Task details — Put the lines of each of the records below into a JSON list of strings, one string per line, and leave out any blank lines.

>> Begin Data provided

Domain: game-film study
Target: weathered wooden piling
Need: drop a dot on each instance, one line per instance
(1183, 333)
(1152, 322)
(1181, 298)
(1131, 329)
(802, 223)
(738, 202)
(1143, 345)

>> End Data provided

Solution for this exercise —
[
  "Domain: game-film study",
  "Target: weathered wooden piling",
  "Need: drop a dot on each instance, one line per instance",
  "(1183, 333)",
  "(1152, 322)",
  "(1181, 298)",
  "(1131, 329)",
  "(802, 223)",
  "(738, 202)",
  "(1143, 345)"
]